→ **Exercise aim**
Please reproduce the material below word for word, keeping every line as it is.

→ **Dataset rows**
———
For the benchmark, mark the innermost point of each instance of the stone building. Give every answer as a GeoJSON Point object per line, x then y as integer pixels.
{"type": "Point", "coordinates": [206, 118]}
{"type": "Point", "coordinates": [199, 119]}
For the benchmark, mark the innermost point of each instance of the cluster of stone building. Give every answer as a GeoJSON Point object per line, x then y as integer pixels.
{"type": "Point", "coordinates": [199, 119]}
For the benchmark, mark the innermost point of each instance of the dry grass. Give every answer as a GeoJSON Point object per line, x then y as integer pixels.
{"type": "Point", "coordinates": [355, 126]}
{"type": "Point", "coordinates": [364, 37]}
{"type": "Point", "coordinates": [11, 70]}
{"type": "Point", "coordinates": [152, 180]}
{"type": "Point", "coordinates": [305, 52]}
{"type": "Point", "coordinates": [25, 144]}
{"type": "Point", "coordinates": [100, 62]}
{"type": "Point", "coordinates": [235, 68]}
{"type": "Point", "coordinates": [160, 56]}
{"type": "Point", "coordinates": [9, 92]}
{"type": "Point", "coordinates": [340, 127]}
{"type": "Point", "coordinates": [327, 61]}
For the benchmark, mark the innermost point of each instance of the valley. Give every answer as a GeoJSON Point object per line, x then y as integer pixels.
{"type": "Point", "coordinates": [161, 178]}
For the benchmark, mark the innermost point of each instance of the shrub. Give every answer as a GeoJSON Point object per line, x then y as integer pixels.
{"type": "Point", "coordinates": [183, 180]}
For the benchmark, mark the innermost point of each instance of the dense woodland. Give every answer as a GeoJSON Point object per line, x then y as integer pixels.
———
→ **Final answer**
For the benchmark, mark the innermost point of each instance of the stone building. Give every answer as a GeoJSON Point object per line, x then y as integer pixels.
{"type": "Point", "coordinates": [206, 118]}
{"type": "Point", "coordinates": [199, 119]}
For the benchmark, mark the innermost point of each instance of the cluster of stone building. Give every answer as a GeoJSON Point object per line, x then y as integer pixels.
{"type": "Point", "coordinates": [199, 119]}
For the benchmark, mark the innermost point of each instance of the dry grass. Give every answer as a GeoJSON Point object per line, x then y as integer pixels.
{"type": "Point", "coordinates": [355, 126]}
{"type": "Point", "coordinates": [364, 37]}
{"type": "Point", "coordinates": [11, 70]}
{"type": "Point", "coordinates": [152, 180]}
{"type": "Point", "coordinates": [305, 52]}
{"type": "Point", "coordinates": [25, 144]}
{"type": "Point", "coordinates": [100, 62]}
{"type": "Point", "coordinates": [235, 68]}
{"type": "Point", "coordinates": [160, 56]}
{"type": "Point", "coordinates": [9, 92]}
{"type": "Point", "coordinates": [340, 127]}
{"type": "Point", "coordinates": [327, 61]}
For the benchmark, mark the innermost point of each instance of the valley. Give every answer as a GeoJSON Point object per line, x then y as integer pixels.
{"type": "Point", "coordinates": [161, 178]}
For the benchmark, mark the innermost point of each instance of the shrub. Give every answer as a GeoJSON Point object per line, x then y as integer pixels.
{"type": "Point", "coordinates": [183, 180]}
For the benchmark, mark the innermost point of each instance of the dense woodland. Give every answer as a GeoJSON Point object per line, x then y as integer pixels.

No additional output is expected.